**INSTRUCTION:** Copy the passage on junior preferred stock word for word, from its first heading to its final line.

**PAGE TEXT:**
────────────────────────────────────────
Effect of Mergers, Consolidations, Sales and Leases
If we merge, consolidate, combine or enter into other transactions in which
our common stock is exchanged for or changed into other stock or security, cash
or any other property, each share of junior preferred stock will be similarly
exchanged for or changed into an amount equal to 1,000 times the aggregate
amount and type of consideration received for each share of common stock.
Ranking of Junior Preferred Stock
The shares of junior preferred stock rank junior to all series of preferred
stock that we may issue in the future and senior to our common stock as to the
payment of dividends and the distribution of assets.
Certain Restrictions
Unless we have paid all dividends and distributions, whether or not
declared, on any outstanding junior preferred stock, we may not:
o declare or pay dividends on, make any other distributions on any
shares of stock ranking junior to the junior preferred stock;
o declare or pay dividends on or make any other distributions on any
shares of stock ranking on a parity with the junior preferred stock,
except dividends paid ratably on the junior preferred stock;
o redeem or purchase or otherwise acquire for consideration shares of
any stock ranking junior to the junior preferred stock, provided that
we may at any time redeem, purchase or otherwise acquire any junior
stock in exchange for shares of any of our stock ranking junior to the
junior preferred stock; or
o redeem or purchase or otherwise acquire for consideration shares of
any stock ranking on a parity with the junior preferred stock,
provided that we may at any time redeem, purchase or otherwise acquire
shares of any parity stock in exchange for shares of any stock of our
ranking junior to the junior preferred stock.
────────────────────────────────────────
**DATA ROWS:**

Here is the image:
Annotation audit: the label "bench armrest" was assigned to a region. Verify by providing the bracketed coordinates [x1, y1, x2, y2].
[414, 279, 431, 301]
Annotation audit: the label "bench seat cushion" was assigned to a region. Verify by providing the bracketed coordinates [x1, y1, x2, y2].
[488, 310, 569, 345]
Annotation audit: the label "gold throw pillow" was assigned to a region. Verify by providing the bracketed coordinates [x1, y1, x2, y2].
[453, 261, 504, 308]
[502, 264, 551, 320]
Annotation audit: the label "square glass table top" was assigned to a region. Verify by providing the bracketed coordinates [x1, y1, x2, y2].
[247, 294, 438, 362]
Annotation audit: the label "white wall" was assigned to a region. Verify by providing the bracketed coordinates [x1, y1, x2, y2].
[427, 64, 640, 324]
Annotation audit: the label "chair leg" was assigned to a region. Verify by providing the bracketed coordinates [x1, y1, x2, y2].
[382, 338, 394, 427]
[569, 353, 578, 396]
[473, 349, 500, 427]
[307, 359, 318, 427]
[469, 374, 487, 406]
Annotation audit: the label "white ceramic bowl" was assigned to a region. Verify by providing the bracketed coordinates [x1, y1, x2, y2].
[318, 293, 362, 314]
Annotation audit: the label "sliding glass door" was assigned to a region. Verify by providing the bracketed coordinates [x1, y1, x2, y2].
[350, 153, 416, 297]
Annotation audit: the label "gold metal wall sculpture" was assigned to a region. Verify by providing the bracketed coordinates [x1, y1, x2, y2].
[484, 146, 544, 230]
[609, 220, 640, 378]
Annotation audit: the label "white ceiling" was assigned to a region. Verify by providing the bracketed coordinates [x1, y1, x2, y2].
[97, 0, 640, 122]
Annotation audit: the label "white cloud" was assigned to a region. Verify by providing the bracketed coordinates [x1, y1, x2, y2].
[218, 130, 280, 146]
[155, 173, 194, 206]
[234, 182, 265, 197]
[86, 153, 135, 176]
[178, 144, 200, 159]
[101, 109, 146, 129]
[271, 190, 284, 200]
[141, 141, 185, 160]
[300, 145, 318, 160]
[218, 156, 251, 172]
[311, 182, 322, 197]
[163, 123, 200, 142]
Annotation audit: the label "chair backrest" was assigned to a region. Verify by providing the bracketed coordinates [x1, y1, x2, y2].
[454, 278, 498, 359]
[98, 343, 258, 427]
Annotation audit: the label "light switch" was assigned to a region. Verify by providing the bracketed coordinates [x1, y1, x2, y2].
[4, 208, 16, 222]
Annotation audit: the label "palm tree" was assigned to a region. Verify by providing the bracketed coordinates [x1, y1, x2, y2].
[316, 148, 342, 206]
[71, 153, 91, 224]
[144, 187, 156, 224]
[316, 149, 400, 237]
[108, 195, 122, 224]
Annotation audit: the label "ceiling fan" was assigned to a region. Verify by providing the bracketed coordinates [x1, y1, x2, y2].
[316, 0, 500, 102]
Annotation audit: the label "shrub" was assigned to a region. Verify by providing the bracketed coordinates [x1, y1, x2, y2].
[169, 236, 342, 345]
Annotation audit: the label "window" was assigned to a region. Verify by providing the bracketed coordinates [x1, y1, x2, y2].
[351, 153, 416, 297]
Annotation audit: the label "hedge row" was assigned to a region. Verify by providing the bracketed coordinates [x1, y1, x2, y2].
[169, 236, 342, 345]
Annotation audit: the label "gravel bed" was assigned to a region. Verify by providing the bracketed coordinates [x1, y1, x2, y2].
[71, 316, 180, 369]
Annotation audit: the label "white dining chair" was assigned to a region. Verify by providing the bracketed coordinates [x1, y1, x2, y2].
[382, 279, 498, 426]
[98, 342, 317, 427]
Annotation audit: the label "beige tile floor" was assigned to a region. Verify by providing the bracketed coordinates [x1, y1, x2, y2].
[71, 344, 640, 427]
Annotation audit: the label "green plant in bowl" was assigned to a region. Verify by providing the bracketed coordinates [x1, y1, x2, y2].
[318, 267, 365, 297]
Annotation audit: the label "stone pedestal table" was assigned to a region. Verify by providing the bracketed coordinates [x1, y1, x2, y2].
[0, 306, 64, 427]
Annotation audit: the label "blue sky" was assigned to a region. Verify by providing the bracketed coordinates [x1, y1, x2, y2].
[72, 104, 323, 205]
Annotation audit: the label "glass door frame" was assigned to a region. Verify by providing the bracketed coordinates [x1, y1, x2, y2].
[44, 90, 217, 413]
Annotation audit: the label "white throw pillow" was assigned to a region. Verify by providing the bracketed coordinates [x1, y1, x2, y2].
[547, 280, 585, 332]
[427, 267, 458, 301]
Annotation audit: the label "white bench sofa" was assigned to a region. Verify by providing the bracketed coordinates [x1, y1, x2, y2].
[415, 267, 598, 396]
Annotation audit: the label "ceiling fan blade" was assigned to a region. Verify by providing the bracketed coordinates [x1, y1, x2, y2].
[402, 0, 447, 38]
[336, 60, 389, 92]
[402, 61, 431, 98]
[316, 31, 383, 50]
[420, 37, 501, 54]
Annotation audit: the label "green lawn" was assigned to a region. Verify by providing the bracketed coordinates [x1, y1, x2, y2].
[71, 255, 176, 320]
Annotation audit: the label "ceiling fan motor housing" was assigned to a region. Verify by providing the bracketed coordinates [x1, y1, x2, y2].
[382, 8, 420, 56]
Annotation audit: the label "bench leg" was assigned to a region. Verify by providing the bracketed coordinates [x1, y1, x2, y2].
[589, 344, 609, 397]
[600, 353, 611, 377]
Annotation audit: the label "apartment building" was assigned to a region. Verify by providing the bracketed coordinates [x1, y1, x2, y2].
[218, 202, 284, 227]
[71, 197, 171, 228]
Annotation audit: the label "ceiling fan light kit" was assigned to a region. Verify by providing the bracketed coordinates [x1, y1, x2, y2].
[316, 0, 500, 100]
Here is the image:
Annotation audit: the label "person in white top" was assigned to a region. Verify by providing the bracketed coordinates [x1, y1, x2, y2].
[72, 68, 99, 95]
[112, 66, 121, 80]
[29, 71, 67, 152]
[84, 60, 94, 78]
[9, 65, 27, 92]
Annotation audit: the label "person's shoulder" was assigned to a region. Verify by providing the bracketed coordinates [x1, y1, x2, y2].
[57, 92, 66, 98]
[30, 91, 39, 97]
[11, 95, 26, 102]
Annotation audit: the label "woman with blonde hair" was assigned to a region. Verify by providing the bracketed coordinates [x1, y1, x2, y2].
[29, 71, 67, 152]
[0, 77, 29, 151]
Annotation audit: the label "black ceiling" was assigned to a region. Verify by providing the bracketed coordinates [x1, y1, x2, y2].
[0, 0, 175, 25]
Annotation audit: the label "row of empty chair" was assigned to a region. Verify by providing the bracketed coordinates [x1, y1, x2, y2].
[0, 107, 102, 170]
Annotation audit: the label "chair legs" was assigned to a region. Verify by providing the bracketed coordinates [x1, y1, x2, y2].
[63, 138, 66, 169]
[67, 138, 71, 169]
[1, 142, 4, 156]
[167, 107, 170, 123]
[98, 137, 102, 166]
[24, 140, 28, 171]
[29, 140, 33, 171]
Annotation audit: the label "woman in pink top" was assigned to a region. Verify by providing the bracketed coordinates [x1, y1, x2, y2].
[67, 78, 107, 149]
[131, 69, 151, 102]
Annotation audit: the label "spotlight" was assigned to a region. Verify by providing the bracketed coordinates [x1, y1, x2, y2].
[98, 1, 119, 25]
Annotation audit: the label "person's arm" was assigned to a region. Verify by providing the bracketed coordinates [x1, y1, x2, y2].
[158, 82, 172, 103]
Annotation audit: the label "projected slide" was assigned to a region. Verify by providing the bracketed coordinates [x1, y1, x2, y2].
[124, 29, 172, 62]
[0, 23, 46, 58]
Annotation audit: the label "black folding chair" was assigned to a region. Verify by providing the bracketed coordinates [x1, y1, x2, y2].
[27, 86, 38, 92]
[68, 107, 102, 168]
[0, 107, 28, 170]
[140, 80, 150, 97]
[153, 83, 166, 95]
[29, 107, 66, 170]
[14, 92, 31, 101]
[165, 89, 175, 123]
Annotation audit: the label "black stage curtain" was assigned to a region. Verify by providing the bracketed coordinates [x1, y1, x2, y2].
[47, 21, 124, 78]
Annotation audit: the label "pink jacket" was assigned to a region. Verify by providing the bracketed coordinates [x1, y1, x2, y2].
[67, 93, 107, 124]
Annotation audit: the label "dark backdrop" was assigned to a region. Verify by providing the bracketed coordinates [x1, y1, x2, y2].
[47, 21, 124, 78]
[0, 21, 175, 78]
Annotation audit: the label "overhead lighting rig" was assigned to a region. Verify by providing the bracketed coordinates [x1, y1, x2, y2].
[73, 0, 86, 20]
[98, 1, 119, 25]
────────────────────────────────────────
**FULL SOLUTION:**
Effect of Mergers, Consolidations, Sales and Leases
If we merge, consolidate, combine or enter into other transactions in which
our common stock is exchanged for or changed into other stock or security, cash
or any other property, each share of junior preferred stock will be similarly
exchanged for or changed into an amount equal to 1,000 times the aggregate
amount and type of consideration received for each share of common stock.
Ranking of Junior Preferred Stock
The shares of junior preferred stock rank junior to all series of preferred
stock that we may issue in the future and senior to our common stock as to the
payment of dividends and the distribution of assets.
Certain Restrictions
Unless we have paid all dividends and distributions, whether or not
declared, on any outstanding junior preferred stock, we may not:
o declare or pay dividends on, make any other distributions on any
shares of stock ranking junior to the junior preferred stock;
o declare or pay dividends on or make any other distributions on any
shares of stock ranking on a parity with the junior preferred stock,
except dividends paid ratably on the junior preferred stock;
o redeem or purchase or otherwise acquire for consideration shares of
any stock ranking junior to the junior preferred stock, provided that
we may at any time redeem, purchase or otherwise acquire any junior
stock in exchange for shares of any of our stock ranking junior to the
junior preferred stock; or
o redeem or purchase or otherwise acquire for consideration shares of
any stock ranking on a parity with the junior preferred stock,
provided that we may at any time redeem, purchase or otherwise acquire
shares of any parity stock in exchange for shares of any stock of our
ranking junior to the junior preferred stock.